JOB 1
Copy the entries word for word, starting at the line containing "Where can you see the low" and continuing to the last line of the entries, with both ends included.

**** PAGE EXTRACT

Finally, later that week, Aaron puts his pie in the oven.
Pat’s ice-cream is in the freezer and his apple pie is in the oven and he’s feeling damn smug. So he should: his apple pie looks amazing. Frankly I think he’s made a better pie than anyone who actually had to make a pie. “If I saw this ice-cream flavour in Coles I’d definitely grab a tub,” he says, though this doesn’t mean much as his face would be on the tub.
Dot has her pie out, if you know what I mean. She’s very happy as her band camp-inspired pie does look exactly like an oboe. She must now remove the pie from the pan, and Andy and Sofia are there to watch, perverts that they are. The pie emerges perfectly and there are no problems and it’s very bad television.
Time ticks away and pies keep coming out of ovens. Grace has her pie but doesn’t know how to get it out. She should ask Dot, but instead she decides to ad-lib. She pokes around the edges and assaults it with spatulas and asks her colleagues for advice, a request that goes unanswered by the selfish bastards.
Luke has rescued his ice-cream. He hopes that the ice-cream is the star of the dish, which is probably a reasonable hope given that the ice-cream is the entirety of the dish. Meanwhile Aaron is watching his pie in the oven, not willing to take it out until he is sure that it understands why what it did was wrong, and Grace has finally flipped her pie out of the dish, causing the crust to fall apart. Now THAT, Poh, is “hilarious”.
With one minute to go Aaron takes out his pie, burns his hands severely, and gets it on a plate. For some reason literally everyone except Grace finds the task of getting a pie out of a pie dish incredibly easy. There should be a special webisode explaining this.
Anyway time is up and the judges get to overeat. Hannah gets to be first, with her cheeseburger pie. Andy asks her how she managed to make a pie that tastes like a cheeseburger. Hannah replies that she put the flavours of a cheeseburger into a pie. Everyone gasps. “This should come with a toy,” says Sofia. “And some batteries maybe.” Sofia’s mind isn’t really on the pie. But everyone else reckons it’s a pretty good pie, and so do I. I can finally honestly say that I would eat Hannah’s pie any day. Everyone is so happy about the cheeseburger pie that it seems a shame they have to eat any of the crap anyone else has made.
Next is Grace with her pork and fennel pie that has cracked apart and is barely even a pie anymore. “I feel like this is going to be pretty embarrassing,” she says, but she’s wrong: “going to be” passed ages ago. She explains her problem with getting the pie out of the tin. The judges laugh at her, revelling in her public humiliation and drawing strength from her pain. They taste the “pie”, and say that it’s absolutely great apart from the ways in which it is dreadful.
Next is Annabel and her coconut, cherry and chocolate ice-cream, which does seem a bit show-offy. The judges think it’s fantastic. “I’m going to cry,” says Jean-Christophe, surprised by just how much onion is in the ice-cream. All the judges praise and fawn and drool and slobber all over Annabel’s ice-cream in a frankly unseemly display.

********
**** RECORDS SUPPLIED

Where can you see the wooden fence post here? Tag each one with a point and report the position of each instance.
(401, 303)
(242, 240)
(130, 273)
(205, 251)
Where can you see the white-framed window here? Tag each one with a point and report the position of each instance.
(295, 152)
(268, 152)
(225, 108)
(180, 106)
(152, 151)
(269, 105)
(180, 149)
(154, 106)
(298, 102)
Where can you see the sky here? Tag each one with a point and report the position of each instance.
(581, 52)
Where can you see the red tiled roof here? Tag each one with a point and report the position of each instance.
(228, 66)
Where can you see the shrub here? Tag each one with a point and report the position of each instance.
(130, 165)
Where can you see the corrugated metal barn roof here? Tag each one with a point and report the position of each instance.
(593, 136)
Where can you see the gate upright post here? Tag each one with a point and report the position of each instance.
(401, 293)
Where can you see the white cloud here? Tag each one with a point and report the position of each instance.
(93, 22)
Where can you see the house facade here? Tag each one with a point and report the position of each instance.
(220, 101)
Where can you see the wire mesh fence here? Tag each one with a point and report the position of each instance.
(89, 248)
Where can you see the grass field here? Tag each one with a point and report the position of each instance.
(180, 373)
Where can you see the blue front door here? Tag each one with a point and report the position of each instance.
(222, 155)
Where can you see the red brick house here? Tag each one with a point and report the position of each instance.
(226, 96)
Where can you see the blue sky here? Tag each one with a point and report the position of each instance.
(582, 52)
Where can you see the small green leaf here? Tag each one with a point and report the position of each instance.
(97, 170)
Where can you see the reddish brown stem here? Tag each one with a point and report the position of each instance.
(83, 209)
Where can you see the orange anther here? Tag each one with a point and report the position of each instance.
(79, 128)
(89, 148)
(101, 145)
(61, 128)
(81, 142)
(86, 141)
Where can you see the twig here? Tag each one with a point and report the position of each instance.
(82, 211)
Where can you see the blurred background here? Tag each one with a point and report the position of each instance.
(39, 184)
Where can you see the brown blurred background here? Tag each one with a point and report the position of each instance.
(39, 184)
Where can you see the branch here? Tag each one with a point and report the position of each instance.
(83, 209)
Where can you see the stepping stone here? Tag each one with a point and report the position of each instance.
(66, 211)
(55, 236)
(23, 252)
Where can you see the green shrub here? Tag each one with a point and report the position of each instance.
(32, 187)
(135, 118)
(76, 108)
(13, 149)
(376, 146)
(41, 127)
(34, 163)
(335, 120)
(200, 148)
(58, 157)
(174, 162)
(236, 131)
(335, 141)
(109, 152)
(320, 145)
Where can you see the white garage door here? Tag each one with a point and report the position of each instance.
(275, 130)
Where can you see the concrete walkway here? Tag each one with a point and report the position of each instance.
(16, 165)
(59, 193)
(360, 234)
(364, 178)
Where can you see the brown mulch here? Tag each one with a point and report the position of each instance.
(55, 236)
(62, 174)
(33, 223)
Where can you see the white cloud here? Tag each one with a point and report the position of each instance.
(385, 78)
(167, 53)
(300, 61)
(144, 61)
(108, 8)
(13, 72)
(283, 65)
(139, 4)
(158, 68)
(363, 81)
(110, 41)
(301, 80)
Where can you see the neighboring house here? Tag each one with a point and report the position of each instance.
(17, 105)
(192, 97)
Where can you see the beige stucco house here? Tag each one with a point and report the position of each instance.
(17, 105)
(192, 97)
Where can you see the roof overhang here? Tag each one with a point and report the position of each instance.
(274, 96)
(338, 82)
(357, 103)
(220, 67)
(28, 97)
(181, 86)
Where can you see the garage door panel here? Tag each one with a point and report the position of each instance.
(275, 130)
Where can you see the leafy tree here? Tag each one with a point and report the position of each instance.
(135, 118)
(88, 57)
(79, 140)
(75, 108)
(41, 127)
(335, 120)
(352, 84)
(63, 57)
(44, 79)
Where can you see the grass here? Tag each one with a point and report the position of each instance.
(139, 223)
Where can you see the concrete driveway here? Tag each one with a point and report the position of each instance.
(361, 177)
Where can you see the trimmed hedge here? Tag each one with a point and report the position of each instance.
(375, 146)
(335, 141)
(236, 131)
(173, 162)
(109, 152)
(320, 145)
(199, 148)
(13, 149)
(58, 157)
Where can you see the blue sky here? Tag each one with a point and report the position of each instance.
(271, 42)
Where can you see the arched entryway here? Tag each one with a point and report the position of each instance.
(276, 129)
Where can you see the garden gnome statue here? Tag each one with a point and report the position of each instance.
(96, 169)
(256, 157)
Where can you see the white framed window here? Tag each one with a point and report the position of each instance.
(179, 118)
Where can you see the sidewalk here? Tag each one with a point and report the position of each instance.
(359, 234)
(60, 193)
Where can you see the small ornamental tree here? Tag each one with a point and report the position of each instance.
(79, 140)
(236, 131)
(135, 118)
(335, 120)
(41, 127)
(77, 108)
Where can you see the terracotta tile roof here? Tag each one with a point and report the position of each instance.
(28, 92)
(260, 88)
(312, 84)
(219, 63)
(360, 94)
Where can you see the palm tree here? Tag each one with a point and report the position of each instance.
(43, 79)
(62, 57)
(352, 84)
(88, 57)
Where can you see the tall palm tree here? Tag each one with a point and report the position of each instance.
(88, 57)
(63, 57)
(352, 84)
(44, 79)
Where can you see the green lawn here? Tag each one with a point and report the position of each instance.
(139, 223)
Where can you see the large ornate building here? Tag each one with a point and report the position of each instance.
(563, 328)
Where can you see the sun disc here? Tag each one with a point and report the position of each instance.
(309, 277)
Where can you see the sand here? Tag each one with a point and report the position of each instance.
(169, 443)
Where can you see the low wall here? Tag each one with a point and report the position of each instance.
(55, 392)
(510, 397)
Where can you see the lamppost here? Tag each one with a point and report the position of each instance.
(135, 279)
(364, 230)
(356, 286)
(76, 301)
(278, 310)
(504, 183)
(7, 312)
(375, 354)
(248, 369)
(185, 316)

********

JOB 2
In the cooking-show recap, why does Luke's hope that the ice-cream will be the star of his dish seem reasonable?

CORRECT RESULT 1
Where can you see the low wall here? Tag each one with a point and report the position of each instance.
(55, 392)
(510, 397)
Where can you see the lamppost here? Tag each one with a point and report the position of each instance.
(135, 279)
(364, 230)
(356, 286)
(76, 301)
(278, 310)
(504, 183)
(7, 312)
(375, 354)
(248, 369)
(185, 316)

CORRECT RESULT 2
The hope seems reasonable because the ice-cream is the entirety of Luke's dish.